▸ Source extract
- Opening Delimiter -

To recap.  I think if many species are to survive the changes that lie ahead they are going to have to move and travel maybe far from their original homelands and we should start looking at what needs to be to ensure the survival of current Cape plants from that perspective.   Can we model which parts of the world they would thrive in infuture- Can we try setting up trial plantings there?

We should also perhaps acknowlege that the plants which will thrive at the Cape in future might be very different to our current lot and so we should perhaps be testing a range of alien plants to see which will support the fauna of the region which might not move off with the plants.

Yvonne Reynolds 16/05/05


Response from the Protea Atlas Office

The answer to your question is quite simple:
All species come with baggage: predators, pollinators, pests, fungal pathogens, fungal mycorrhiza, seed dispersers and so forth.  Furthermore, most species can only cope with a small range of ecologies, based on climate, soils, fire ecology and so forth.
Most introductions outside of home ranges fail because they are taken to the wrong habitat.  Of course, keen gardeners can look after anything, but these plants would not stand a chance outside of carefully managed gardens.
Where the introduction is to a suitable ecology, most fail because their essential symbionts are absent.
Of those that survive, a small proportion fit in well, being able to use other symbionts and thus thrive.  Not having any pathogens or predators, these go wild and become major pests.
Even the introduction of plant or animal species that will not go wild is fraught with problems, in that its symbionts - some of which might be pathogenic to other organisms - may run amok if inadvertently introduced with the host.

- Closing Delimiter -

▸ Instructions
A. Answer the following from the exchange on relocating Cape plants:
(i) What does the first writer suggest testing to see which would support the region's fauna?
(ii) According to the Protea Atlas Office, why do most introductions outside of home ranges fail?
(iii) When an introduction is to a suitable ecology, why do most fail?
B. Resume the exchange on relocating Cape plants after its final sentence, keeping the voice of the Protea Atlas Office response.
The listing after the text is not needed here.

▸ Available data
- Opening Delimiter -

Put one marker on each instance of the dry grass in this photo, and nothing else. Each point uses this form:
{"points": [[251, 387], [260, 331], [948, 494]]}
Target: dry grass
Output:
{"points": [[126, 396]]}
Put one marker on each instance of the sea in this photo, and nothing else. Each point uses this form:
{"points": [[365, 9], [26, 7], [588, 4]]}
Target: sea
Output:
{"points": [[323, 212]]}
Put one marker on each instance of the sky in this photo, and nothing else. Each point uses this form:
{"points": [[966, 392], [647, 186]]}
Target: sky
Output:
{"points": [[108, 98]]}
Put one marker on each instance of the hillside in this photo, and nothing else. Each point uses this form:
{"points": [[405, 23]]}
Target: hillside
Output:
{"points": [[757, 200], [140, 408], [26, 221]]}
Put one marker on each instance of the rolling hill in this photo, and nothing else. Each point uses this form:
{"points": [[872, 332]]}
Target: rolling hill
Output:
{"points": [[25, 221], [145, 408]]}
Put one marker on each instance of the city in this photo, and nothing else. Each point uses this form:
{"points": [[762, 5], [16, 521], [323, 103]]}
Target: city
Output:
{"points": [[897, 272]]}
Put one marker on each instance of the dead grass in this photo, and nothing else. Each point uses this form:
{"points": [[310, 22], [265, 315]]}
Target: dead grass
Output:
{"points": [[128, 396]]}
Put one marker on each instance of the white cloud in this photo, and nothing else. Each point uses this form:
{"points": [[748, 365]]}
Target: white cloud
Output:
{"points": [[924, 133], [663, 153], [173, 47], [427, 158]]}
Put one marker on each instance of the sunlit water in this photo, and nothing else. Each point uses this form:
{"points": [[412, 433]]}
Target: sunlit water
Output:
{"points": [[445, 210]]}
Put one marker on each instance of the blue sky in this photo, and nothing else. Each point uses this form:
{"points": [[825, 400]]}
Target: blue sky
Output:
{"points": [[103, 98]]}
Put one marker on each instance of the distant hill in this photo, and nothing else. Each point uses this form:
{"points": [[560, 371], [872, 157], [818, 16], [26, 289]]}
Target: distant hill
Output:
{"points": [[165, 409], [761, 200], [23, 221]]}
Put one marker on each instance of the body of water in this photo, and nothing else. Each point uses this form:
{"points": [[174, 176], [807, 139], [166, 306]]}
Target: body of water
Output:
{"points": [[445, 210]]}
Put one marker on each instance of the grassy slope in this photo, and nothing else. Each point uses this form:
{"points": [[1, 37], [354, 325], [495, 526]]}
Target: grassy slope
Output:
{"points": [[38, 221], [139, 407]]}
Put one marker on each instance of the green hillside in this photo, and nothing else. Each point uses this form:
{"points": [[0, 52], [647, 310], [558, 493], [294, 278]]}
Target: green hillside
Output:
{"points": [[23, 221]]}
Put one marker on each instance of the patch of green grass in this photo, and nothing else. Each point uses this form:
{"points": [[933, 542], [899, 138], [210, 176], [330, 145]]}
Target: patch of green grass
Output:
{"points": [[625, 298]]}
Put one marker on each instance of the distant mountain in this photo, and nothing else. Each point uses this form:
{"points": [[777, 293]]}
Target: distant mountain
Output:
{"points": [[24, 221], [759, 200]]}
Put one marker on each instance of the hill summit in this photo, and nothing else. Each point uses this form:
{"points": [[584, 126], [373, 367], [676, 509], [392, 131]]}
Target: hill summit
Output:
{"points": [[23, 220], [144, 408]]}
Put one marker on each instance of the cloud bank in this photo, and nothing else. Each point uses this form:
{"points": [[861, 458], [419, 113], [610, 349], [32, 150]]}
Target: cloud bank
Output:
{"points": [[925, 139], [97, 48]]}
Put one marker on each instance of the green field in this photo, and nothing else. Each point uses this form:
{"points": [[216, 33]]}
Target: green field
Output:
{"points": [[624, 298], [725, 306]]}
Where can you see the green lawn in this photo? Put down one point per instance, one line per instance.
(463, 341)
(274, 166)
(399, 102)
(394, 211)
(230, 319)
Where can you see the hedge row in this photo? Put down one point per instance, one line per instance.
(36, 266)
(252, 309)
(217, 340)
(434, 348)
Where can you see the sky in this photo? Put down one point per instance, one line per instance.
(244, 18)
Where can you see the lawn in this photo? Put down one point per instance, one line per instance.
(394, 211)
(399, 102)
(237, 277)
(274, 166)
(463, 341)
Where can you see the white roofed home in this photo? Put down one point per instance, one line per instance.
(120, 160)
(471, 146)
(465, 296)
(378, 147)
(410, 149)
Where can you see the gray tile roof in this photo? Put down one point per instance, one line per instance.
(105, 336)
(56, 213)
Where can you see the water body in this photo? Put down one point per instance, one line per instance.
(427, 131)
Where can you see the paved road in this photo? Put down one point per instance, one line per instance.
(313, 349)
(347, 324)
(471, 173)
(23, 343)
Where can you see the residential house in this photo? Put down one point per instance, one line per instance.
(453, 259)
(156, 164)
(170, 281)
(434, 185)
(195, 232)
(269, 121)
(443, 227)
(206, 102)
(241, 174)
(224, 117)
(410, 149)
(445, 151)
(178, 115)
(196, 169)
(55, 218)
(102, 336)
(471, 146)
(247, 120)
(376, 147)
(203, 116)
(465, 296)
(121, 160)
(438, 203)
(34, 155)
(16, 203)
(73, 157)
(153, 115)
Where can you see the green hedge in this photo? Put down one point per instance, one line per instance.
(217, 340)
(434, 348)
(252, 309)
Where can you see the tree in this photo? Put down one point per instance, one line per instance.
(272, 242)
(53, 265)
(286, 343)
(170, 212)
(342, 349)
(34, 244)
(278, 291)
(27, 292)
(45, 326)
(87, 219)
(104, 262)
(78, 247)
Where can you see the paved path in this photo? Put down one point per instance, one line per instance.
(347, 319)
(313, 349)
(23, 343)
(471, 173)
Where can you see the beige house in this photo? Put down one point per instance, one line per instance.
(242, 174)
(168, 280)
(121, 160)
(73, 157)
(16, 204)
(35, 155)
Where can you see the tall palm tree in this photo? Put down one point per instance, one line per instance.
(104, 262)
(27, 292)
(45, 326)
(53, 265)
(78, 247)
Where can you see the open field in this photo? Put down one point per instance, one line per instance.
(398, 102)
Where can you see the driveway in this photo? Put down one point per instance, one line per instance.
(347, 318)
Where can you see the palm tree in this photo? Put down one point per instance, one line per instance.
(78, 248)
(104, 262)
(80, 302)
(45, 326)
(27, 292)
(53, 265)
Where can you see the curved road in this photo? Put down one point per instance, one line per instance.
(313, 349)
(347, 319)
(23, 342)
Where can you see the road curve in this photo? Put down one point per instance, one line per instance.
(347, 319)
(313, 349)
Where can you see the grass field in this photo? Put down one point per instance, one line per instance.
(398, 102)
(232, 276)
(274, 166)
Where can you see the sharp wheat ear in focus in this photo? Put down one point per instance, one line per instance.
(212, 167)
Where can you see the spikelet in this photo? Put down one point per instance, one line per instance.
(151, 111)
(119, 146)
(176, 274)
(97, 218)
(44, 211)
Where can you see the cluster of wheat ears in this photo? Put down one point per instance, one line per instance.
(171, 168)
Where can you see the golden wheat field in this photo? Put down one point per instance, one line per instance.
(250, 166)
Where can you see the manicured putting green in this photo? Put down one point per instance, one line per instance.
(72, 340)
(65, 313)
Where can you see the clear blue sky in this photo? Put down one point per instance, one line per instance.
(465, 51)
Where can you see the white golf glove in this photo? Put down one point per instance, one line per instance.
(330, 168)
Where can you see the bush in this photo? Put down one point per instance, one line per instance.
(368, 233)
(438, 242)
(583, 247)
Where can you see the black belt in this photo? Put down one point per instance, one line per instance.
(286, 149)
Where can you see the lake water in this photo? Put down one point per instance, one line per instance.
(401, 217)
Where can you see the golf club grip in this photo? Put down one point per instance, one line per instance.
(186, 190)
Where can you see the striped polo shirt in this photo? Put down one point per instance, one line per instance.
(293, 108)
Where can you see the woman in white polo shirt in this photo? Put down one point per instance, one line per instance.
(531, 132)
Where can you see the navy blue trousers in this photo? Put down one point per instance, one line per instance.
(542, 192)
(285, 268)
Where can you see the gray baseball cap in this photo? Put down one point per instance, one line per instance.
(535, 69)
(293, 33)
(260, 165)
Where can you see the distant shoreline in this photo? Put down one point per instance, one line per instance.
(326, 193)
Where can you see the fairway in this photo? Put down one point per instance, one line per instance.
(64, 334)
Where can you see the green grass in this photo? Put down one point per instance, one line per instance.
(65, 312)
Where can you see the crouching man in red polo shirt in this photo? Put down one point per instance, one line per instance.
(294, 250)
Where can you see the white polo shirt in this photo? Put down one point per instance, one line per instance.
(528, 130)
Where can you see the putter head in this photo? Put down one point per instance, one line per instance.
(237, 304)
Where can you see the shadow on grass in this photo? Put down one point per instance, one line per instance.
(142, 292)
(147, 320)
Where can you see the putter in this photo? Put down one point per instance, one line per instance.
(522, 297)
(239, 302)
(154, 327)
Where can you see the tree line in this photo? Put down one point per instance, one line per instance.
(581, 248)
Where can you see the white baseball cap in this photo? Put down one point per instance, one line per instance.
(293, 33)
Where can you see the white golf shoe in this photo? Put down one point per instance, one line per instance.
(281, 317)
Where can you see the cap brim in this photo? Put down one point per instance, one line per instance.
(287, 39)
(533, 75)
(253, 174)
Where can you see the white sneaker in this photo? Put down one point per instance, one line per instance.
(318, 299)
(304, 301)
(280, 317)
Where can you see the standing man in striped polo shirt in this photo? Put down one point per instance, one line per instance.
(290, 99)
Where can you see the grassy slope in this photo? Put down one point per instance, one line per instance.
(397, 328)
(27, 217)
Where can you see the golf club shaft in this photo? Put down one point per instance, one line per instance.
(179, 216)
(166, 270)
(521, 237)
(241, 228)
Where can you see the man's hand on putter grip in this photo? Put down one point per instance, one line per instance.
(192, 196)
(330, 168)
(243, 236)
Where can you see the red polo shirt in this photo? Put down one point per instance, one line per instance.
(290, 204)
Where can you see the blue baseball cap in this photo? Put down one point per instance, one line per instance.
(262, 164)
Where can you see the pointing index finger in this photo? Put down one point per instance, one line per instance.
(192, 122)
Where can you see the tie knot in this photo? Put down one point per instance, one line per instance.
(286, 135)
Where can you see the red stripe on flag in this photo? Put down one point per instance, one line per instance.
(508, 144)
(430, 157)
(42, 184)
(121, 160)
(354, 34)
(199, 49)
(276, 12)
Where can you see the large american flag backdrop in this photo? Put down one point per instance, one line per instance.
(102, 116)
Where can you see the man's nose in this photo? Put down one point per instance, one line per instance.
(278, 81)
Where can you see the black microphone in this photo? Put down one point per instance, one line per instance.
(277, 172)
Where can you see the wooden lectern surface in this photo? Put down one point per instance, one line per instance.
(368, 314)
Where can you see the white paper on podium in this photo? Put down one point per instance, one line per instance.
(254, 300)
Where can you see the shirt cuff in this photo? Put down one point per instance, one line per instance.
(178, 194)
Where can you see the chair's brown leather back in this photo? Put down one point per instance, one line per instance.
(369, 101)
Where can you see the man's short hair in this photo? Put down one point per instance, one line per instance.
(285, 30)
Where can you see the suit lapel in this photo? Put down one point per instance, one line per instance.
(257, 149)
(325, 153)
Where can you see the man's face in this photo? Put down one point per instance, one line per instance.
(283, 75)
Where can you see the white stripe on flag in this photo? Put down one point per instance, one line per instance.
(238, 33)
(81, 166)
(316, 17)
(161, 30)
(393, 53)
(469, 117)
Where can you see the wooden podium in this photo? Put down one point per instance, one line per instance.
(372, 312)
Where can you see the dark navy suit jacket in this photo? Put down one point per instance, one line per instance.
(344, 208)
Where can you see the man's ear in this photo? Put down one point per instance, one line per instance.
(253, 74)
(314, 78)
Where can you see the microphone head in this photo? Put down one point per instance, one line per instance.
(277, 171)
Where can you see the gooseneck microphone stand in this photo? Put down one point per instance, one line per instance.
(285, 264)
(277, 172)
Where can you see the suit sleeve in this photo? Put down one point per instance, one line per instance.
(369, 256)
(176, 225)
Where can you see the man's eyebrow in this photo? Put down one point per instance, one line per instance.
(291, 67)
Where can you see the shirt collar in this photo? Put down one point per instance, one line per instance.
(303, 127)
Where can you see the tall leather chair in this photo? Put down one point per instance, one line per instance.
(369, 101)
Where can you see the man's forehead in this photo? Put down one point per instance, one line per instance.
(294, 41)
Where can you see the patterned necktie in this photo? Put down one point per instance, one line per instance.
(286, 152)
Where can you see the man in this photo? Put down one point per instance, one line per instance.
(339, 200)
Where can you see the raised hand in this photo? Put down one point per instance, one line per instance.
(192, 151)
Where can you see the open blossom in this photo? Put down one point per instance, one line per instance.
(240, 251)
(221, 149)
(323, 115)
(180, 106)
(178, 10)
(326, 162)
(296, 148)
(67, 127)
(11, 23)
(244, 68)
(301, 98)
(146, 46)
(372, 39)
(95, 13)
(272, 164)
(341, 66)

- Closing Delimiter -

▸ Answers to the tasks
A.
(i) A range of alien plants.
(ii) They are taken to the wrong habitat.
(iii) Their essential symbionts are absent.

B.
So the answer to your question is simple.  The danger of a plant going wild, and its costs in terms of ecosystem services lost and subsequent control mean that we must quarantine high potential invasives out of all susceptable ecosystems.
The possibility of establishing rare species outside of their natural ranges is low and does not justify the cost and effort.

Climate change is going to put all natural ecosystems under stress. During this period they will be particularly vulnerable to invasions, and the most suitable strategy is to minimize all stresses.  Bringing in aliens is absurd.  Even moving species within the Fynbos Biome is fraught with problems - the first and foremost is to ensure that the species you move in does not hybridize with its relatives already there.  And secondly, ensuring that it will not compete directly with its relatives and thus exacerbate the stresses in an already stressed system.

The only loose end is the old introduced plants that they are trying to conserve inthe UK (and Europe).  Follow up the details and you will discover that these are species of cultivation, and rely on cultivation, furthermore on old-style cultivation (no herbicides, shallow ploughing, hedgerows and inefficient harvesting). These plants do not occur in the wild and the only way to conserve them is in agricultural systems, hence the need to pay farmers to maintain subeconomical farming practices.
This works well when you only have 2000 plant species, of which a quarter are weeds.  However, in the Cape with 9000 plant species natural and many more introduced, such luxuries are beyond our conservation budgets.

I trust that as you give more thought to the matter, you will soon realize that what you are suggesting is not an option, but on the contrary, must not be allowed at all costs.  Conservation cannot be achieved by propagating invasive alien weeds that will aggravate the conservation plight of threatened species in underfunded and underresourced conservation areas. 

What will happen can be seen in the bird-world: flocks of Eurasian Starlings, Mynas, House Crows, and Eurasian Sparrows are worldwide impacting local birds.  Plant-wise we will also end up with a handful of cosmopolitan weeds threatening thousands of plants.  Some ecosystems are particularly sensitive to such invaders - the Cape Flora appears to be one.  Such systems should be especially carefully protected from unwise translocations.